_Extrait du document_.
::::::::
La plénipotentiaire française a signé plusieurs accords de partenariat et relancé la coopération franco-congolaise. Elle a répondu aux questions de la presse.

**Madame, après la Zambie et l’Afrique du Sud en octobre dernier, le Congo-Brazzaville fait partie des pays africains que vous visitez avant la fin de cette année. La France et le Congo-Brazzaville ont des relations bilatérales particulières et historiques. Aujourd’hui, au Congo, on a le sentiment que Paris semble se détourner de Brazzaville. Est-ce que, selon vous, les relations entre Paris et Brazzaville sont au beau fixe et qu’est-ce qui le prouve ?

*Le Congo et la France partagent une histoire commune, mais surtout une volonté d’avancer ensemble vers un avenir en commun.
Notre partenariat est exceptionnellement riche, et nous permet d’agir ensemble dans de très nombreux domaines.
Je vais vous partager quelques exemples de priorités congolaises que la France accompagne.
Votre jeunesse a une énergie et des talents remarquables – et la France vous accompagne pour la former et lui offrir des opportunités d’emplois, comme j’aurai l’occasion de le voir dans un Centre d’éducation de formation et d’apprentissage (CEFA) de Brazzaville, qui forme 1 000 jeunes par an.
Votre pays souhaite développer ses infrastructures – et la France vous accompagne sur des projets précis, comme le montre la route de la corniche que je visiterai cet après-midi.
Les écosystèmes du bassidu Congo sont un des grands poumons de la planète – et la France vous accompagne pour les préserver et les valoriser.
La France est aux côtés du Congo pour accompagner et soutenir vos projets et vos priorités. Nous avons encore de nombreux domaines où nous pouvons renforcer ce partenariat.
Votre ministre de la culture est par exemple venue récemment à Paris pour évoquer votre volonté de développer un partenariat autour de vos musées.
Et je serai à l’écoute des souhaits que m’exprimeront vos dirigeants et la population, notamment la jeunesse, que je rencontrerai durant ces deux jours sur place.
::::::::
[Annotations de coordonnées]
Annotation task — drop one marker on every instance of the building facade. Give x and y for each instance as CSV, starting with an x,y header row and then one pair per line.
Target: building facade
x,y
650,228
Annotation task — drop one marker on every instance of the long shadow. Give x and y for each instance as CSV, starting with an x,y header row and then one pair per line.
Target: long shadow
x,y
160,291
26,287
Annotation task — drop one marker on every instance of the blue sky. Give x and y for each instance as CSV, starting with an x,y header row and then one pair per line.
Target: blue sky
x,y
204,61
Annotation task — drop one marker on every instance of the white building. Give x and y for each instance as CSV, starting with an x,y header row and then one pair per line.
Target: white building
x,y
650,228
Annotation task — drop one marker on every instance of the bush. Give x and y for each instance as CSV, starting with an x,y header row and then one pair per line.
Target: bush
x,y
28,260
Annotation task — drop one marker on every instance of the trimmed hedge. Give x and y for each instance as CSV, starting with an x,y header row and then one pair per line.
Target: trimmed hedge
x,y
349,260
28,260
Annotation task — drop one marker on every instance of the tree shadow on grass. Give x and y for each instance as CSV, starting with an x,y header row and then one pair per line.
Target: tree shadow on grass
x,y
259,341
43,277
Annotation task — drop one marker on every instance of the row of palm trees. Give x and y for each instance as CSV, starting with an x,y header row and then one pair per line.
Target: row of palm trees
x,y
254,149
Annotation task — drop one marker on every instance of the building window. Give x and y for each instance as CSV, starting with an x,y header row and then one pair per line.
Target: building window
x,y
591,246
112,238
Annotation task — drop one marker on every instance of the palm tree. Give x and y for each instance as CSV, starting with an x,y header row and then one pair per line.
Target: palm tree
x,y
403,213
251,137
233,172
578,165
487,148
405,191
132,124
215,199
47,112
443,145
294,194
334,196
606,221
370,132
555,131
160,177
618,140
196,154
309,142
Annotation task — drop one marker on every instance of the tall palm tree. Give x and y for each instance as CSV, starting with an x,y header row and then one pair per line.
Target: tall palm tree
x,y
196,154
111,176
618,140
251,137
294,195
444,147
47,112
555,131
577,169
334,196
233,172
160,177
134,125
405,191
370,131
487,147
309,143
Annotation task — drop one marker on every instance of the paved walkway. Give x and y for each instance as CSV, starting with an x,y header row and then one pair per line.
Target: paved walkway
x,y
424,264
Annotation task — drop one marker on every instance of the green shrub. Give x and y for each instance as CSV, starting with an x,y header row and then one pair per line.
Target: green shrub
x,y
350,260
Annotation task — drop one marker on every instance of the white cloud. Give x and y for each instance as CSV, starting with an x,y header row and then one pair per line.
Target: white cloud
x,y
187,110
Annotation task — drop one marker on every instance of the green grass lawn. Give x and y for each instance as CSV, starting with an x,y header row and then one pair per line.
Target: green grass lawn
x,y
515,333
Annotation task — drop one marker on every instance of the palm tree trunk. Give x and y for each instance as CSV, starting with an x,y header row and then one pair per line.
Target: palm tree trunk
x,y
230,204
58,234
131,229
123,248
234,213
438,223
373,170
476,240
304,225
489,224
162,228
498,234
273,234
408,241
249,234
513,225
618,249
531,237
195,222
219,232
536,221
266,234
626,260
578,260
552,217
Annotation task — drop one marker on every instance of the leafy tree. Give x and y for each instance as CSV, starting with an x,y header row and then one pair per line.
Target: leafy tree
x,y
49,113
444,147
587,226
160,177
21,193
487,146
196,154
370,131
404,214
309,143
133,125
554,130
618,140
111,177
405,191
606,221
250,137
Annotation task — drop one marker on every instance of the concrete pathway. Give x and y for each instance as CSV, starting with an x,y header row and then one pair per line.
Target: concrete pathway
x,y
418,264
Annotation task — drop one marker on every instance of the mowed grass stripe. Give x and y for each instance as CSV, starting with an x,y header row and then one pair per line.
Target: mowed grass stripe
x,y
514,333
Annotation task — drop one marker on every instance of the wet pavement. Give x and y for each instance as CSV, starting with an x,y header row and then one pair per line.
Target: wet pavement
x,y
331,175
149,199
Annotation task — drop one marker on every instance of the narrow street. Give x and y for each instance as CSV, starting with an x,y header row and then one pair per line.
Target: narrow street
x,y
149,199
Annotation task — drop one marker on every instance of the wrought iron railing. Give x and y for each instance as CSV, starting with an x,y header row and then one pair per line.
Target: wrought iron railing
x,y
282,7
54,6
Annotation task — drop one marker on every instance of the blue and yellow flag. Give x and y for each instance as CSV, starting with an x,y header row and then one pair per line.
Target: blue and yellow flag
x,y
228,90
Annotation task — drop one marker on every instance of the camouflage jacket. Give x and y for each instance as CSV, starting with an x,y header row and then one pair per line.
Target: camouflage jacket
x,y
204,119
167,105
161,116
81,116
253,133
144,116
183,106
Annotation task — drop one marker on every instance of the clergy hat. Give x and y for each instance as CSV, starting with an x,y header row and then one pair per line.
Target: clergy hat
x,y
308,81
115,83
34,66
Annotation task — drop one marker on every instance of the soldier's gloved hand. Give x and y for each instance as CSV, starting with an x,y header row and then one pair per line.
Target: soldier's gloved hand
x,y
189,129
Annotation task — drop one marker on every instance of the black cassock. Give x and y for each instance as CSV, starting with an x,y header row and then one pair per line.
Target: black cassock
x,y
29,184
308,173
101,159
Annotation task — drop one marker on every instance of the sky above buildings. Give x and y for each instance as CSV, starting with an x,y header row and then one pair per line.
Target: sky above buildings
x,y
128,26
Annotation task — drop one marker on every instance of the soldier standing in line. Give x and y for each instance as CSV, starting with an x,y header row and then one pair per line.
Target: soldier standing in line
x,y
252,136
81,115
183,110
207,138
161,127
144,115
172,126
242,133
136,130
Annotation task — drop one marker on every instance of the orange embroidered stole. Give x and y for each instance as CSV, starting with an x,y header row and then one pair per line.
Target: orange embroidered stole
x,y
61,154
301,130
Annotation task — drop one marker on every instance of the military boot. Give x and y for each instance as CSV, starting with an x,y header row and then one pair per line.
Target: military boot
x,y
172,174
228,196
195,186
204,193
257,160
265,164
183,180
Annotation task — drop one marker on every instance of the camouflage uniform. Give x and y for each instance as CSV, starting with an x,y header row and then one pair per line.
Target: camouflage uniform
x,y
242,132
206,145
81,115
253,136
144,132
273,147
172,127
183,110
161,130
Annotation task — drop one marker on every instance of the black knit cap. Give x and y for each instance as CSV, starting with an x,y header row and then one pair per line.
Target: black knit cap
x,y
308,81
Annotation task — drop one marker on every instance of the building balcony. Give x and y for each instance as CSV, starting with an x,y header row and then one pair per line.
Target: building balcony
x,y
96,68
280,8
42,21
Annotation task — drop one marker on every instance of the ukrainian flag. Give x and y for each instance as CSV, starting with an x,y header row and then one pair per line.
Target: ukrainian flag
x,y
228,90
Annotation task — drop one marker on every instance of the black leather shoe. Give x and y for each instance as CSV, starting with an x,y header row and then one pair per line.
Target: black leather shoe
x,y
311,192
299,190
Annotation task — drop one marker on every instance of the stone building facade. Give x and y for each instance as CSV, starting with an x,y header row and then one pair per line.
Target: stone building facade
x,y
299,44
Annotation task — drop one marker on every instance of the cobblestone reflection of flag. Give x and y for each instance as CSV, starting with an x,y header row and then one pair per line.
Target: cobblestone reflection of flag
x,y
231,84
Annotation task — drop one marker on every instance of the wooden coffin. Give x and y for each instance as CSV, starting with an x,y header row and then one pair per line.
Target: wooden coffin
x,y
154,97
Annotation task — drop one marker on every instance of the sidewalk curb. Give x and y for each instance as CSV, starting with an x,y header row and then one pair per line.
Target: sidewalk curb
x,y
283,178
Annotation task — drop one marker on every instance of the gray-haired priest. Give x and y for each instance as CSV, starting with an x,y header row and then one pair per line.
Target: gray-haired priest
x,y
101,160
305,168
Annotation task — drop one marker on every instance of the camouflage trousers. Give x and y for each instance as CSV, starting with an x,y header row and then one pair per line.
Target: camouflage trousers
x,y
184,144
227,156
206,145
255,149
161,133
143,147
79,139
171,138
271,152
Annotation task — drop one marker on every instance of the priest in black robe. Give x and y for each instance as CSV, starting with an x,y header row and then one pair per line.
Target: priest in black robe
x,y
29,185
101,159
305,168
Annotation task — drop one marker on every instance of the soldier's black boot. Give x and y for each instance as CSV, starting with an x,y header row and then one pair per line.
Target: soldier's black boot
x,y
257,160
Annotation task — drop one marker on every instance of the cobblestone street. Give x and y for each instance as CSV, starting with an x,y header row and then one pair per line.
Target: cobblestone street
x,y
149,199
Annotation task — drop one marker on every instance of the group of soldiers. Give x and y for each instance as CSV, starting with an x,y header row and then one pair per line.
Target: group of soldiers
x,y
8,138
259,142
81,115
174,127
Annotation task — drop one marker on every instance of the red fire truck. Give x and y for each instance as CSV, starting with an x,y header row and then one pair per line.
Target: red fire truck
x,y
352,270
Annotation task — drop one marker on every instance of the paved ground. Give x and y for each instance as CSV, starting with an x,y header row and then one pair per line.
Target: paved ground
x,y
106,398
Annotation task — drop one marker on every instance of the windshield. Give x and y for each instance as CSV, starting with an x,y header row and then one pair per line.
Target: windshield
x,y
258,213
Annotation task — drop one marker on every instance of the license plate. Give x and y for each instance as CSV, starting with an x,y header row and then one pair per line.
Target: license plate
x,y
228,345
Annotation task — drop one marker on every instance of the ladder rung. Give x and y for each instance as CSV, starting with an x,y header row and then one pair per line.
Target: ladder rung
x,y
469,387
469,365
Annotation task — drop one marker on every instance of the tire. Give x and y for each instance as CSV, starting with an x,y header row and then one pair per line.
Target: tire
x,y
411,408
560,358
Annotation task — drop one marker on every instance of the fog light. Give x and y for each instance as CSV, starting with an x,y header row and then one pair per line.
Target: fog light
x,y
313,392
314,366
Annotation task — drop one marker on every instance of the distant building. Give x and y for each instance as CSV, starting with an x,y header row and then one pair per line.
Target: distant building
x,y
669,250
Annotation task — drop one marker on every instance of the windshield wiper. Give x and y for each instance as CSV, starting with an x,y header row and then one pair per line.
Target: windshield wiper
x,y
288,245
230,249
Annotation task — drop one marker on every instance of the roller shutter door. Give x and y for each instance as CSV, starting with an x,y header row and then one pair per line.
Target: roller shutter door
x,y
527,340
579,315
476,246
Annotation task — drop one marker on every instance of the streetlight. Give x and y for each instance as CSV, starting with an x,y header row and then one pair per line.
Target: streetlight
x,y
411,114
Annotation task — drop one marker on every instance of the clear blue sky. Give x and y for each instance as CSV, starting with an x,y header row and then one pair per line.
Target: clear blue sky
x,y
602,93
::::::::
_Liste des tâches_.
A. Traduisez en anglais cette phrase de l'entretien : « Notre partenariat est exceptionnellement riche, et nous permet d’agir ensemble dans de très nombreux domaines. »
B. Répondez brièvement à ces questions sur l'entretien.
(i) Quels pays la plénipotentiaire a-t-elle visités en octobre dernier ?
(ii) Combien de jeunes le CEFA de Brazzaville forme-t-il par an ?
(iii) Quelle route doit-elle visiter l'après-midi même ?
C. Rédigez la suite de l'entretien sur la coopération franco-congolaise à partir de sa dernière phrase.

_Réponses attendues_.
A. Our partnership is exceptionally rich and allows us to act together in a great many areas.

B.
(i) La Zambie et l’Afrique du Sud.
(ii) 1 000 jeunes.
(iii) La route de la corniche.

C.
** Quels sont les projets phares en matière de développement entre le Congo et la France ? Et quels sont les projets futurs ?

* La France est le premier partenaire de développement du Congo.
Depuis 2009, nous avons soutenu, via l’Agence Française de Développement, un total de 36 projets portés par les Congolais.
Ce sont des projets qui améliorent la vie quotidienne des Congolais, en renforçant l’accès à l’eau, à l’électricité et à la santé, en soutenant la formation professionnelle et l’accès aux emplois, ou encore en soutenant les populations les plus vulnérables pour l’accès à des services sociaux.

** Comment la France encourage-t-elle les efforts pour la préservation de la biodiversité ?

* Ici au Congo, vous savez combien la nature est une ressource vitale, tant pour votre environnement que pour votre développement.
C’est pourquoi la protection de la biodiversité, la lutte contre le changement climatique et la valorisation des ressources naturelles (forêt, agriculture, …) sont des axes prioritaires du partenariat franco-congolais. Nous contribuons par exemple :
• à la relance de l’agriculture durable, dans des domaines comme le maraîchage et le cacao ;
• à la promotion d’une préservation et utilisation durable des forêts qui inclut pleinement les communautés villageoises et autochtones ;
• ou encore à l’adaptation aux effets du changement climatique, comme la gestion des érosions côtières et l’approvisionnement en eau potable des villes congolaises.
Nous allons continuer de développer ce partenariat et je signerai lundi avec le ministère de l’Economie et des Finances et l’AFD un nouvel accord de financement pour un usage durable des terres qui sera mis en œuvre par les ministères en charge de l’Aménagement du Territoire, de l’Agriculture, de l’Environnement et de l’Economie forestière.
Plus largement, la France a fait de la lutte contre le changement climatique et de la préservation de la biodiversité, et particulièrement de la préservation des forêts tropicales, une priorité forte de son action internationale. C’est le message que j’ai porté la semaine dernière à la COP15 à Montréal.
Un Sommet consacré aux forêts tropicales – le One Forest Summit- se tiendra l’année prochaine au Gabon. Le Congo y est invité et aura toute sa place. Il pourra mettre en valeur ses nombreuses initiatives, nationales et régionales, en faveur de la préservation de son patrimoine naturel.

** Quelles innovations a apporté le sommet Afrique-France du 8 octobre 2021 à Montpellier, dans les relations entre la France et ses partenaires africains, alors que la plupart des Chefs d’Etat africains n’y avaient pas participé ?

* Dès le début de son mandat, le Président Emmanuel Macron a souhaité écrire une nouvelle page de la relation entre la France et les pays du continent africain.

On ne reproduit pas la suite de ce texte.